Directive –
Duplicate the passage of the Senate hearing testimony that opens with the words containing "STATEMENT OF EUGENE" and closes with "consumer product safety.".

Senator SPONG. The next witness is Mr. Eugene Keeney.

Mr. Keeney, we are very pleased to have you here this morning. If you would identify Mr. Chaucer and Mr. Sherman, we would be most appreciative.

STATEMENT OF EUGENE ADAMS KEENEY, PRESIDENT, AMERICAN RETAIL FEDERATION; ACCOMPANIED BY EUGENE SHERMAN, DIRECTOR, MECHANDISE RESEARCH AND DEVELOPMENT, NEWBERRY'S; AND DANIEL CHAUCER, VICE PRESIDENT AND DIRECTOR, BUREAU OF STANDARDS, R. H. MACY & CO.

Mr. KEENEY. Thank you, Mr. Chairman.

Accompanying me today on my right is Mr. Daniel Chaucer, vice president and director, Bureau of Standards, R. H. Macy & Co. On my left is Mr. Eugent Sherman, director of Merchandise Research and Development of Newberry's. Both of these gentlemen have had long experience in the field of product design and safety.

We appreciate the opportunity to appear here today to state the retail industry's position on the major bills introduced during this Congress dealing with consumer product safety.

The American Retail Federation accepts the need for development of safer products. We have always believed that consumers have a right to buy and enjoy safe products. Government, business and the consumer, can, by working together, control unreasonable hazards.

We support Government presence in the area and the setting of product safety standards where there is a demonstrable need. We support and urge the wide collection and dissemination of product safety information.

We feel that S. 1797, among the product safety bills pending before this subcommittee, offers a better approach to the resolution of the problem. Some areas of that bill could be strengthened, particularly in the area of information collection and disclosure.

Raw data –
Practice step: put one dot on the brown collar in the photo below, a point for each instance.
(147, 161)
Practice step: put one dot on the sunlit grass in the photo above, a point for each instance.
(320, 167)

Result of this task –
STATEMENT OF EUGENE ADAMS KEENEY, PRESIDENT, AMERICAN RETAIL FEDERATION; ACCOMPANIED BY EUGENE SHERMAN, DIRECTOR, MECHANDISE RESEARCH AND DEVELOPMENT, NEWBERRY'S; AND DANIEL CHAUCER, VICE PRESIDENT AND DIRECTOR, BUREAU OF STANDARDS, R. H. MACY & CO.

Mr. KEENEY. Thank you, Mr. Chairman.

Accompanying me today on my right is Mr. Daniel Chaucer, vice president and director, Bureau of Standards, R. H. Macy & Co. On my left is Mr. Eugent Sherman, director of Merchandise Research and Development of Newberry's. Both of these gentlemen have had long experience in the field of product design and safety.

We appreciate the opportunity to appear here today to state the retail industry's position on the major bills introduced during this Congress dealing with consumer product safety.